YOUR INSTRUCTIONS:
Repeat each entry word for word; the images are not part of the copy.

━━━━━ EXERCISE MATERIALS

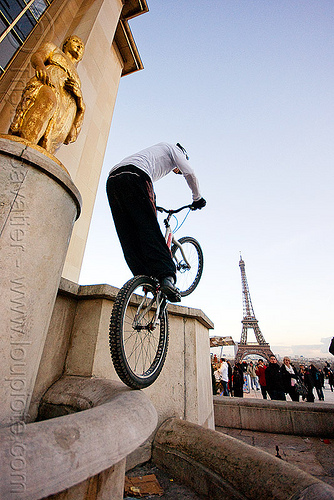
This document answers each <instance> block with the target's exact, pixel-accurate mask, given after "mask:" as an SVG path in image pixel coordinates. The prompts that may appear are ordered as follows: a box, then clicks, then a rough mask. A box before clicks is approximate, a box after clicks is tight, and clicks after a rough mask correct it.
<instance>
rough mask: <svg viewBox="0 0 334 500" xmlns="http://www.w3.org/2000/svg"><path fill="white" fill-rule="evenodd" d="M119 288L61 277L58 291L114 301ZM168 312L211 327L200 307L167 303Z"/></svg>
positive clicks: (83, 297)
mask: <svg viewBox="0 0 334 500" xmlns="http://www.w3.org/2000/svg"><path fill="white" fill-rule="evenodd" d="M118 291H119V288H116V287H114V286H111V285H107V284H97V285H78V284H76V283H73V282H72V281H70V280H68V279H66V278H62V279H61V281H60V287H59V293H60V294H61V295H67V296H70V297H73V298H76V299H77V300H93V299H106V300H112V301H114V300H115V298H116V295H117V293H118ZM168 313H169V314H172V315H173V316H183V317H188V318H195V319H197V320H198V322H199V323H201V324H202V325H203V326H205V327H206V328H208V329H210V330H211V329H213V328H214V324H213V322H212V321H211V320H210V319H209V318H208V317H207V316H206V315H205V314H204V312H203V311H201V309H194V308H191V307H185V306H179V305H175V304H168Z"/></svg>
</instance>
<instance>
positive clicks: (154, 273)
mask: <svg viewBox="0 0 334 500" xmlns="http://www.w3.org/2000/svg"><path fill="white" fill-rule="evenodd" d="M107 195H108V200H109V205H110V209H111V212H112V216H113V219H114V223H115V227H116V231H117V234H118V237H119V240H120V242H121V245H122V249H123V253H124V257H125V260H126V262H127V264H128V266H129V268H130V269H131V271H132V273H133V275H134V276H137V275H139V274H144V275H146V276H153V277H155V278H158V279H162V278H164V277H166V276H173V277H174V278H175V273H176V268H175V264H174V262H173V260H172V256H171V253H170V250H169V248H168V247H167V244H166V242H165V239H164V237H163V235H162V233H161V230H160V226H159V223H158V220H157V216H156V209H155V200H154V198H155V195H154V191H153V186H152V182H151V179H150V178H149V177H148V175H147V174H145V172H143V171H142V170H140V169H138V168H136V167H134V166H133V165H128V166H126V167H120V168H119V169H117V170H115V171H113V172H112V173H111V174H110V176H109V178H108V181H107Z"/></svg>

━━━━━━━━━━

TASK ANSWER:
This document answers each <instance> block with the target's exact, pixel-accurate mask, given after "mask:" as an SVG path in image pixel coordinates. The prompts that may appear are ordered as follows: a box, then clicks, then a rough mask. A box before clicks is approximate, a box after clicks is tight, and clicks after a rough mask correct it.
<instance>
rough mask: <svg viewBox="0 0 334 500" xmlns="http://www.w3.org/2000/svg"><path fill="white" fill-rule="evenodd" d="M119 288L61 277L58 291L114 301ZM168 312L211 327L200 307L167 303Z"/></svg>
positive clicks: (83, 297)
mask: <svg viewBox="0 0 334 500" xmlns="http://www.w3.org/2000/svg"><path fill="white" fill-rule="evenodd" d="M118 291H119V288H116V287H114V286H111V285H107V284H97V285H78V284H76V283H73V282H72V281H70V280H68V279H66V278H62V279H61V281H60V287H59V293H60V294H61V295H67V296H70V297H73V298H76V299H77V300H93V299H106V300H112V301H114V300H115V298H116V295H117V293H118ZM168 313H169V314H172V315H173V316H183V317H188V318H195V319H197V320H198V322H199V323H201V324H202V325H203V326H205V327H206V328H208V329H210V330H211V329H213V328H214V324H213V322H212V321H211V320H210V319H209V318H208V317H207V316H206V315H205V314H204V312H203V311H201V309H194V308H191V307H185V306H179V305H175V304H168Z"/></svg>
</instance>
<instance>
positive clicks: (154, 273)
mask: <svg viewBox="0 0 334 500" xmlns="http://www.w3.org/2000/svg"><path fill="white" fill-rule="evenodd" d="M107 195H108V200H109V205H110V209H111V212H112V216H113V219H114V223H115V227H116V231H117V234H118V237H119V240H120V242H121V245H122V249H123V253H124V257H125V260H126V262H127V264H128V266H129V268H130V269H131V271H132V273H133V275H134V276H137V275H139V274H144V275H146V276H153V277H155V278H158V279H162V278H164V277H166V276H173V277H174V278H175V273H176V268H175V264H174V262H173V260H172V256H171V253H170V250H169V248H168V247H167V244H166V242H165V239H164V237H163V235H162V233H161V230H160V226H159V223H158V220H157V216H156V209H155V200H154V198H155V195H154V191H153V186H152V182H151V179H150V178H149V177H148V175H147V174H145V172H143V171H142V170H140V169H138V168H136V167H134V166H133V165H128V166H126V167H120V168H119V169H117V170H115V171H113V172H112V173H111V174H110V176H109V178H108V181H107Z"/></svg>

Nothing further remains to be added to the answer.